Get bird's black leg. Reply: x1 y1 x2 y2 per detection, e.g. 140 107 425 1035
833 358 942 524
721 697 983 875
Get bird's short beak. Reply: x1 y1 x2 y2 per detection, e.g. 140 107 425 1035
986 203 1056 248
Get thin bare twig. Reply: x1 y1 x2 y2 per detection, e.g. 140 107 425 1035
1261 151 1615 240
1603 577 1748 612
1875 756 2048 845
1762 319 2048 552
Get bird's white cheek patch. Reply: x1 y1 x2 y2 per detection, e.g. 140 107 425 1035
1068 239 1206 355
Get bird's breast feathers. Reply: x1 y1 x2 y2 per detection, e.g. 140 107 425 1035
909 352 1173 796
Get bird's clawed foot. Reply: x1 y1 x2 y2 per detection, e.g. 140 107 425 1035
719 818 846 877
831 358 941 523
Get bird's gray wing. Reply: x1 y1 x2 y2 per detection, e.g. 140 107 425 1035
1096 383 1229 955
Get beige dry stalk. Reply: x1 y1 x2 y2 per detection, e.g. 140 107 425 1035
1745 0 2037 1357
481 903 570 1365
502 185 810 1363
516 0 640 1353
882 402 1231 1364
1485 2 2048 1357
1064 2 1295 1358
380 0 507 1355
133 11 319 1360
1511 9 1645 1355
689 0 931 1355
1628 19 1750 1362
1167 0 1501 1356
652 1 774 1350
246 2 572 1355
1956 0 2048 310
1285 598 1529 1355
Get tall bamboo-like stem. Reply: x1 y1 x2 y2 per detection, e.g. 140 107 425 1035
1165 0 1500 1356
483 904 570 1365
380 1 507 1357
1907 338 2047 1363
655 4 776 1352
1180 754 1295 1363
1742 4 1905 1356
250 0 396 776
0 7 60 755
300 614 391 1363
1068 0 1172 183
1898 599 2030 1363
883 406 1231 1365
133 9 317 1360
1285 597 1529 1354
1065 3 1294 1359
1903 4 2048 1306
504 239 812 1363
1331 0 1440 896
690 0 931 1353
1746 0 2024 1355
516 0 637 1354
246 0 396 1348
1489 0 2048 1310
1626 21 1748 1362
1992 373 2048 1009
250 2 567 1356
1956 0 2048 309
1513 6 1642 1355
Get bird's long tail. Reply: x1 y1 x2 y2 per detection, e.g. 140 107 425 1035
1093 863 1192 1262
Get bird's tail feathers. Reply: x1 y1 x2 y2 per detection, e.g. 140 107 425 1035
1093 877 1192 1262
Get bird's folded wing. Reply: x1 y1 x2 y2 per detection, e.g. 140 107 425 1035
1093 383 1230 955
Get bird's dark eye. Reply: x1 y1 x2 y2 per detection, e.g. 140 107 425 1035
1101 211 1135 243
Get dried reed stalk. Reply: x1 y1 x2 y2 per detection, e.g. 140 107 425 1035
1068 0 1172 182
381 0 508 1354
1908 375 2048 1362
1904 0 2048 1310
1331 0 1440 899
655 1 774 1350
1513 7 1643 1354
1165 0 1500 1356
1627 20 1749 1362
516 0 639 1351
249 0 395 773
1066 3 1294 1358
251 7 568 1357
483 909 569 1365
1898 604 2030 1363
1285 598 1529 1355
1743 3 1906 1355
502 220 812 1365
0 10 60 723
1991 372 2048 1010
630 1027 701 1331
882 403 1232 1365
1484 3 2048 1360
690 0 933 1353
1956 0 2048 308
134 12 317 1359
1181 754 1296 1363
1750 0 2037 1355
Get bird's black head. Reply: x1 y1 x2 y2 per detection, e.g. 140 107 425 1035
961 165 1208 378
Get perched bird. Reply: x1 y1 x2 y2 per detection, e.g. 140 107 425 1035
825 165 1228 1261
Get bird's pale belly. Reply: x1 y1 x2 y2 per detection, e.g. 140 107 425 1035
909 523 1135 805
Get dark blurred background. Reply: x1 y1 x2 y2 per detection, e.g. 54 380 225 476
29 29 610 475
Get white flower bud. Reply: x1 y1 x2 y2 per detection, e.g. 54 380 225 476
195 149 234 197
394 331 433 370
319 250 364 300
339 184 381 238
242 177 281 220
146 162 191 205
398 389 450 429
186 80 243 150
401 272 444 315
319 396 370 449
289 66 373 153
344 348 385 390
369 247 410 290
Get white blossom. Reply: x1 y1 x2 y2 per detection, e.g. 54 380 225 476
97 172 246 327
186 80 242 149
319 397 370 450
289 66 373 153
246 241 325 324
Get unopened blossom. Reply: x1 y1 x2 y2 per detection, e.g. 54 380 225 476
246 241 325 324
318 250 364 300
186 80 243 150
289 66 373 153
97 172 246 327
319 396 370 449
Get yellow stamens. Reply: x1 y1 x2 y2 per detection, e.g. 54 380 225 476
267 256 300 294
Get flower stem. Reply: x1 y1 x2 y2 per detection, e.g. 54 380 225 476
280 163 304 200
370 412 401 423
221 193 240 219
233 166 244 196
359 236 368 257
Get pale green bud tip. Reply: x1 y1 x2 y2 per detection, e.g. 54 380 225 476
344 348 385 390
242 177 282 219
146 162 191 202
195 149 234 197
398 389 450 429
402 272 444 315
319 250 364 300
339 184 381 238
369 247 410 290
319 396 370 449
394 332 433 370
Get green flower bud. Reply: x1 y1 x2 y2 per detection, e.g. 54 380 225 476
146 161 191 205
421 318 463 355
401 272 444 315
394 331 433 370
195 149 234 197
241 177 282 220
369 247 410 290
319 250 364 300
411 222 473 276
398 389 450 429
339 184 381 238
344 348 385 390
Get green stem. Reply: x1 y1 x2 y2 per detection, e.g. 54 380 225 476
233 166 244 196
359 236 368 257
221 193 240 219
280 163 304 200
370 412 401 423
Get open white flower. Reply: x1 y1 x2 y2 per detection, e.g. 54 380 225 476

==*==

The records above need to be retyped exactly.

RESULT -
Get bird's black leg. Reply: x1 y1 x2 y2 per detection, e.g. 140 107 425 1035
833 358 942 524
721 697 983 875
Get bird's short beak. Reply: x1 y1 x2 y2 per detection, e.g. 140 107 425 1035
986 203 1056 248
Get thin bare twig. Reply: x1 y1 x2 y2 per detection, e.g. 140 107 425 1035
1261 151 1615 240
1603 577 1748 612
1875 756 2048 845
1762 319 2048 552
Get bird's white cheek patch. Reply: x1 y1 x2 y2 per detection, e.g. 140 107 425 1035
1068 239 1206 355
Get bird's breast feathers. Reply: x1 y1 x2 y2 per detection, e.g. 140 107 425 1035
909 352 1173 796
Get bird's clawed foot. Reply: x1 y1 x2 y2 per detection, e.g. 140 107 425 1035
719 818 846 877
831 358 941 523
Get bird's gray wing. Reply: x1 y1 x2 y2 per detection, e.g. 140 107 425 1035
1096 383 1229 955
Get beige dry stalk. Reply: x1 y1 x2 y2 per detection, e.g. 140 107 425 1035
1745 0 2037 1357
481 903 570 1365
502 185 810 1363
516 0 640 1353
882 402 1231 1364
1485 2 2048 1357
1064 2 1295 1358
380 0 507 1355
133 11 319 1360
1511 9 1645 1355
689 0 931 1355
1628 19 1750 1362
1167 0 1501 1356
652 1 774 1350
246 2 572 1355
1956 0 2048 310
1285 598 1529 1355
Get tall bamboo-like stem. Reply: x1 y1 x2 y2 per detection, e.g. 140 107 425 1035
1165 0 1500 1356
483 904 570 1365
380 1 507 1357
1907 338 2047 1363
655 4 776 1352
1180 754 1295 1363
1742 4 1905 1356
250 0 396 776
0 7 60 755
300 614 391 1363
1068 0 1172 183
1898 599 2030 1363
883 406 1231 1365
133 9 317 1360
1285 597 1529 1354
1065 3 1294 1359
1903 4 2048 1306
504 239 812 1363
1331 0 1440 896
690 0 931 1353
1746 0 2024 1355
516 0 637 1354
246 0 396 1348
1489 0 2048 1310
1626 21 1748 1362
1992 373 2048 1009
250 2 567 1356
1956 0 2048 309
1513 6 1642 1355
Get bird's long tail. Reply: x1 y1 x2 y2 per detection, e.g. 140 107 425 1035
1093 863 1192 1262
Get bird's tail feathers. Reply: x1 y1 x2 y2 per detection, e.g. 140 107 425 1035
1093 877 1192 1262
Get bird's folded wing. Reply: x1 y1 x2 y2 per detection, e.g. 140 107 425 1035
1093 383 1230 955
Get bird's dark eye. Reply: x1 y1 x2 y2 per detection, e.g. 140 107 425 1035
1101 211 1135 243
Get dried reed stalk. Reply: x1 y1 x2 y2 per detection, e.g. 140 107 425 1035
1068 0 1172 182
381 0 508 1354
1908 375 2048 1362
1904 0 2048 1310
1331 0 1440 899
655 1 774 1350
1513 7 1643 1354
1165 0 1500 1356
1627 20 1749 1362
516 0 639 1351
249 0 395 773
1066 3 1294 1358
251 7 568 1357
483 909 569 1365
1898 604 2030 1363
1285 598 1529 1355
1743 3 1906 1355
502 220 812 1365
0 10 60 723
1991 372 2048 1010
630 1027 701 1331
882 403 1232 1365
1484 3 2048 1360
690 0 933 1353
1956 0 2048 308
134 12 317 1359
1181 754 1296 1363
1750 0 2037 1355
Get bird's black head. Reply: x1 y1 x2 y2 per detection, e.g. 140 107 425 1035
961 165 1208 378
Get perched bird. Reply: x1 y1 x2 y2 per detection, e.g. 140 107 425 1035
825 165 1228 1261
Get bird's pale belly. Reply: x1 y1 x2 y2 per detection, e.g. 140 107 425 1035
909 523 1135 805
Get dark blurred background. Reply: x1 y1 x2 y2 per detection, e.g. 54 380 225 476
29 29 610 475
Get white flower bud. Reply: x1 y1 x2 y2 per detection, e.g. 54 380 225 476
195 149 234 197
394 331 433 370
319 250 364 300
339 184 381 238
242 177 281 220
146 162 191 205
398 389 450 429
186 80 243 150
401 272 444 315
319 396 370 449
289 66 373 153
344 348 385 390
369 247 410 290
Get white blossom. Reply: x1 y1 x2 y2 per detection, e.g. 54 380 225 476
97 172 246 327
186 80 242 149
319 397 370 450
289 66 373 153
246 241 325 324
Get unopened blossom. Reply: x1 y1 x2 y2 per detection, e.g. 54 380 225 476
246 241 325 324
318 250 364 300
186 80 243 150
289 66 373 153
97 172 246 327
319 396 370 449
Get yellow stamens. Reply: x1 y1 x2 y2 per detection, e.g. 54 380 225 476
267 256 300 294
Get flower stem. Reply: x1 y1 x2 y2 per detection, e.g. 54 380 225 476
280 163 304 200
370 412 401 423
221 193 240 219
233 166 244 196
359 236 368 257
Get pale green bud tip. Reply: x1 y1 x2 y2 per detection, e.g. 54 380 225 476
344 348 385 390
242 177 282 219
146 162 191 202
195 149 234 197
398 389 450 429
402 272 444 315
319 250 364 300
339 184 381 238
369 247 410 290
319 396 370 449
394 332 433 370
Get green flower bud. Reply: x1 y1 x2 y2 per detection, e.g. 54 380 225 476
146 161 191 205
421 318 463 355
401 272 444 315
394 331 433 370
195 149 234 197
241 177 282 220
369 247 410 290
319 250 364 300
411 222 473 276
398 389 450 429
339 184 381 238
344 348 385 390
Get green stem. Reply: x1 y1 x2 y2 per detection, e.g. 54 380 225 476
233 166 244 196
359 236 368 257
221 193 240 219
280 163 304 200
370 412 401 423
Get open white flower. Reply: x1 y1 x2 y2 per detection, e.g. 54 380 225 476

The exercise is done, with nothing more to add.